* _Data for the task_
···

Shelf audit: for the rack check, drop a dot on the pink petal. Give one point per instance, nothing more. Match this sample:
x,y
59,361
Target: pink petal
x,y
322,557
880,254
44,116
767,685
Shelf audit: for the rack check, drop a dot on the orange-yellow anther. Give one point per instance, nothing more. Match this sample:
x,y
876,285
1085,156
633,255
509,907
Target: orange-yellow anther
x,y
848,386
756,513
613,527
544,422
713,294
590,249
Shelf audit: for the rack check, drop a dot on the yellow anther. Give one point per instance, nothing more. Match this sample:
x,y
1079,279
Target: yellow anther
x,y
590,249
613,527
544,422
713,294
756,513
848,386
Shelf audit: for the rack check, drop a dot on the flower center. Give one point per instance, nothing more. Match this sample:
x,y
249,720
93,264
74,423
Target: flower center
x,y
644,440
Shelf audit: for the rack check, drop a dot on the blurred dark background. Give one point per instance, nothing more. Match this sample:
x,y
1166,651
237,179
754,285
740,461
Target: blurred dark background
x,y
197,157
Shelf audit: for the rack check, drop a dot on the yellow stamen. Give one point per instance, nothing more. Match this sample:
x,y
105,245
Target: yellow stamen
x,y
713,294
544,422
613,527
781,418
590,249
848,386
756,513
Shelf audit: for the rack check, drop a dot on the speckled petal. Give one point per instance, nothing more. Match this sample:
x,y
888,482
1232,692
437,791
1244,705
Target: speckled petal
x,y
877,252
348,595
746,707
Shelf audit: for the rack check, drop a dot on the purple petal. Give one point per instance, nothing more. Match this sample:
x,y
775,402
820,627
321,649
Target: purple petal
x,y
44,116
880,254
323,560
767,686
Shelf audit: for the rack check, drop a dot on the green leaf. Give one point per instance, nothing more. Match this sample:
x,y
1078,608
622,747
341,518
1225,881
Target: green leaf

···

* _Goal of the exercise_
Give the lines of the listing as a numbered list, starting at the line that contains "on the purple" and ending at the last line of the listing. Leave out any blank lines.

* _Exercise response_
1. Shelf audit: for the rack check, drop a dot on the purple petal. Give one point per instance, nothing more. Match this sample:
2. x,y
3. 775,402
4. 820,627
5. 321,649
6. Target: purple petal
7. x,y
8. 44,116
9. 880,254
10. 323,560
11. 767,686
12. Shelf audit: for the rack check, drop a dot on the green leaf. Give one point per instance, nothing more. Match this sample:
13. x,y
14. 1078,608
15. 622,747
16. 341,518
17. 1225,881
18. Target: green leaf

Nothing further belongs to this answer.